● Opdracht
Schrijf het stuk van de uitspraak van "Gelet op hetgeen" tot "zijn bewijslast geslaagd." opnieuw uit, maar zet overal "belastingambtenaar" in plaats van "heffingsambtenaar".

Het Hof is van oordeel dat de stelling van belanghebbende over de cultuurgrondvrijstelling geen behandeling behoeft. Onder verwijzing naar 4.11. valt het perceel grond op grond van het vertrouwensbeginsel onder de waarderingsuitzondering in artikel 2, eerste lid, aanhef en onderdeel b, van de Uitvoeringsregeling (de NSW-vrijstelling) en wordt het perceel grond in onderhavig jaar niet in de WOZ-waardering betrokken.
Waarde
4.27.
Gelet op hetgeen is overwogen in 4.11 tot en met 4.26 acht het Hof aannemelijk dat de heffingsambtenaar de door hem verdedigde WOZ-waarde van € 733.000 niet op een te hoog bedrag heeft vastgesteld. De heffingsambtenaar is in zijn bewijslast geslaagd.
Terugwerkende kracht
4.28.
Belanghebbende stelt dat de NSW-rangschikking met terugwerkende kracht tot 27 oktober 2014 is toegekend en dat de aanslagen over voorgaande jaren moeten worden verminderd.

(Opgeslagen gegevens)
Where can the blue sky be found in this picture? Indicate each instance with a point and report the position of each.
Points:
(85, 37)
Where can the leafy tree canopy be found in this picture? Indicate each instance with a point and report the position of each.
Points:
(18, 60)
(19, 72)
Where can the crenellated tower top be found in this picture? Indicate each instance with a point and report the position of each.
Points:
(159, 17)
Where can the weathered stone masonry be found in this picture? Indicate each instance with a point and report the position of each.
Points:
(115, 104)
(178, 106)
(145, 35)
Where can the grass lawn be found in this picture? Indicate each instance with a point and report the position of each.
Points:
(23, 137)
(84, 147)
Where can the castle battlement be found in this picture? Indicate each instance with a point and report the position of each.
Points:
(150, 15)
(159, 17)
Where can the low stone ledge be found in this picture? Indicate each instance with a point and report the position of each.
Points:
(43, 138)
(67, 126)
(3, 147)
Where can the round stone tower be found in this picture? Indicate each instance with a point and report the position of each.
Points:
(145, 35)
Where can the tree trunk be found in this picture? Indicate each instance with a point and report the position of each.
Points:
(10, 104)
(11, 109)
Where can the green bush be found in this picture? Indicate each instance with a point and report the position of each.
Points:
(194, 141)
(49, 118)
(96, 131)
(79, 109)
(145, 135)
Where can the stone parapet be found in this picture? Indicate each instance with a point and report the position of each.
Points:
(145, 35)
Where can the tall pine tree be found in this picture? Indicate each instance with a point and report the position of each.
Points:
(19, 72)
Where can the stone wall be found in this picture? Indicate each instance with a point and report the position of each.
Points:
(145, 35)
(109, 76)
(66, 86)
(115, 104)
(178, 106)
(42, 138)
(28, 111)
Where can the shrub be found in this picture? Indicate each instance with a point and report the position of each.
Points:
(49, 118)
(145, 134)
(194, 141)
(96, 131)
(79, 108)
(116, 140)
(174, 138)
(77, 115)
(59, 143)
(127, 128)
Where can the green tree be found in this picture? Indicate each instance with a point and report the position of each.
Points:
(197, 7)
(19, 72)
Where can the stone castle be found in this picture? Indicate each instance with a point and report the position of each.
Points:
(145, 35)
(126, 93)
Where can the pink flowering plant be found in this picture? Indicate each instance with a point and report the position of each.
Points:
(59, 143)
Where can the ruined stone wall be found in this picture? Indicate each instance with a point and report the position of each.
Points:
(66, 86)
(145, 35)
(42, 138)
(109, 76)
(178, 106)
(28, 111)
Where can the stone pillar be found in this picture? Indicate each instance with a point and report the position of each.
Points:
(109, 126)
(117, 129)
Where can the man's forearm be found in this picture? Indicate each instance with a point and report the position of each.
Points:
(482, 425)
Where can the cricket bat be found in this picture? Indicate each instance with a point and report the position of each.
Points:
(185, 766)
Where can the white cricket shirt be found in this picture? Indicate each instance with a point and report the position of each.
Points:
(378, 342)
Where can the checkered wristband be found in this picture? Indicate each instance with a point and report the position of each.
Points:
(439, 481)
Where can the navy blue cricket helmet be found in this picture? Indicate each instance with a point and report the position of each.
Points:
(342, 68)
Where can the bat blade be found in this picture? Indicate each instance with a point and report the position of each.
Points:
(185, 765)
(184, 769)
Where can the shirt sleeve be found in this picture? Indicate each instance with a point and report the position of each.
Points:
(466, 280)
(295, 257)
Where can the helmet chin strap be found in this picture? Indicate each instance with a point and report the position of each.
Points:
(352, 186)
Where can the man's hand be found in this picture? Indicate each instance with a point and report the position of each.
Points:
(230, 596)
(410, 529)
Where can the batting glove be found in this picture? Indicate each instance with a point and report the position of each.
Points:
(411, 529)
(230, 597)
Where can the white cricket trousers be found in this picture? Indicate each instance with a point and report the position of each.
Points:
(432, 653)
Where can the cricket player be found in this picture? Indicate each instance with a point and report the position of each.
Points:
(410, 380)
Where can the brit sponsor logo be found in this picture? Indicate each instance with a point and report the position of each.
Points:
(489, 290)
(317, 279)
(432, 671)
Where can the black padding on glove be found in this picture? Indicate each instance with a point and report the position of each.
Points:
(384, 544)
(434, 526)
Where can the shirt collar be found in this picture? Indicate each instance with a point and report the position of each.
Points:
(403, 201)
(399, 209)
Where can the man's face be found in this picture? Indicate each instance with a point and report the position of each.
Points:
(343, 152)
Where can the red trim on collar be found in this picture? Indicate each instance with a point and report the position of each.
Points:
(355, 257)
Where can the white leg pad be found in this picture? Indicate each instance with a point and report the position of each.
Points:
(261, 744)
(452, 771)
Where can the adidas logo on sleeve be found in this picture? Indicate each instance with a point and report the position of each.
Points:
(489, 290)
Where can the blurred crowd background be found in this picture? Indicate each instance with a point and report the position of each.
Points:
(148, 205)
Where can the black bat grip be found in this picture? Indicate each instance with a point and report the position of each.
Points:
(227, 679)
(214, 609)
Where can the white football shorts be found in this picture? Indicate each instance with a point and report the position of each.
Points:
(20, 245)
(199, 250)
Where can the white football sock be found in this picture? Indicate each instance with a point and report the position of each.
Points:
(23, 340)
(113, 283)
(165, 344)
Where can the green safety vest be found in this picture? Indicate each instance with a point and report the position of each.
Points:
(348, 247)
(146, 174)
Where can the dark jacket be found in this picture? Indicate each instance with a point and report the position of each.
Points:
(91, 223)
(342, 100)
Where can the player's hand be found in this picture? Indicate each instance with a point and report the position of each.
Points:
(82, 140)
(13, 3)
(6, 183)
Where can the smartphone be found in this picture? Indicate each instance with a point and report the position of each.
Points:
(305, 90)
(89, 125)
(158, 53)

● Antwoord
Gelet op hetgeen is overwogen in 4.11 tot en met 4.26 acht het Hof aannemelijk dat de belastingambtenaar de door hem verdedigde WOZ-waarde van € 733.000 niet op een te hoog bedrag heeft vastgesteld. De belastingambtenaar is in zijn bewijslast geslaagd.